Change "keypoint" to "marker" in the lines running from the one containing "pepper piece in the photo above." through the end of the records, inclusive, and reproduce those lines with nothing else altered. Omit the pictures from the answer.

(Photo-based point labeling data)
..........

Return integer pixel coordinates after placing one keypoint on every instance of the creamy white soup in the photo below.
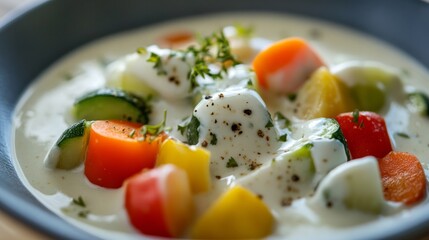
(252, 149)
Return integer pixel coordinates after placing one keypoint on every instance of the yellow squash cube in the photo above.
(323, 95)
(193, 160)
(237, 214)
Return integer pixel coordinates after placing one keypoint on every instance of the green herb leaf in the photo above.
(204, 56)
(141, 50)
(156, 59)
(278, 116)
(83, 214)
(132, 133)
(283, 138)
(231, 163)
(292, 96)
(242, 31)
(269, 124)
(155, 130)
(192, 133)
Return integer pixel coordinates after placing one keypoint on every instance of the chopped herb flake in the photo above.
(141, 50)
(156, 59)
(132, 133)
(403, 135)
(283, 138)
(231, 163)
(269, 124)
(245, 32)
(155, 130)
(292, 96)
(278, 116)
(83, 214)
(192, 133)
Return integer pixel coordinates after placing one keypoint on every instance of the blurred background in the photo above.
(9, 227)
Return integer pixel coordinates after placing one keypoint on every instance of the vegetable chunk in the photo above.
(118, 150)
(403, 178)
(237, 214)
(285, 65)
(194, 160)
(159, 201)
(323, 95)
(366, 134)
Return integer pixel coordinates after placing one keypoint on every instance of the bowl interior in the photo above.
(33, 38)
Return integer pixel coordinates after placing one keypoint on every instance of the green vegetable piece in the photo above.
(369, 97)
(111, 104)
(346, 186)
(372, 84)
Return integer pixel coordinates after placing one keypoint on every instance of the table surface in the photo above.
(11, 228)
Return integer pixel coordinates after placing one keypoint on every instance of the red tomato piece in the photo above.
(159, 201)
(366, 134)
(285, 65)
(115, 152)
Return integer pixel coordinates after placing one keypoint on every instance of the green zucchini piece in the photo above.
(70, 149)
(419, 102)
(107, 103)
(320, 128)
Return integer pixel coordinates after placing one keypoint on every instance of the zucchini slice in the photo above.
(70, 149)
(419, 103)
(108, 104)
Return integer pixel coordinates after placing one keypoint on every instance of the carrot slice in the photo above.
(403, 178)
(116, 151)
(285, 65)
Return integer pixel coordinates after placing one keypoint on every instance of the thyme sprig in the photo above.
(154, 131)
(213, 49)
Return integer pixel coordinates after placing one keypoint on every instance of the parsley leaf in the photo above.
(283, 138)
(158, 65)
(231, 163)
(155, 130)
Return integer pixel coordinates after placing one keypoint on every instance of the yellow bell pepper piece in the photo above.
(193, 160)
(237, 214)
(323, 95)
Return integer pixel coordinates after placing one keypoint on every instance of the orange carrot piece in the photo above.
(285, 65)
(403, 178)
(116, 151)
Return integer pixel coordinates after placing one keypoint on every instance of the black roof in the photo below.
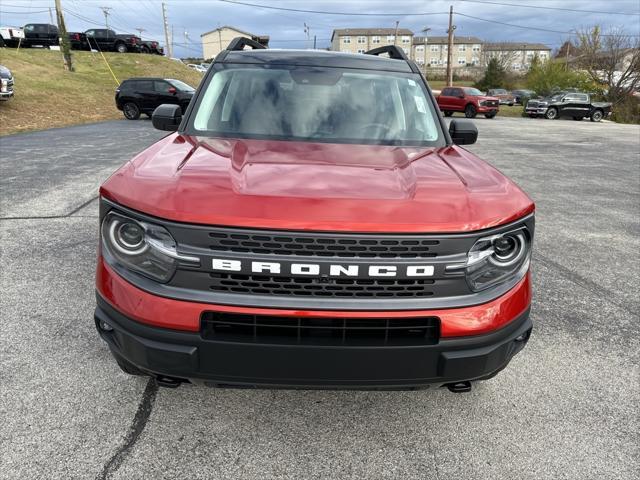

..........

_Solution for this problem_:
Return integer pixel coordinates after placing one marker on every instance of the yellow bell pepper piece in the photo above.
(193, 160)
(237, 214)
(323, 95)
Return integer pixel coordinates after placing one marker on every instance of the orange carrot piece in the photo above.
(285, 65)
(403, 178)
(116, 151)
Return integer pixel coordinates after placing one marker on every instance of the black roof in the photo below.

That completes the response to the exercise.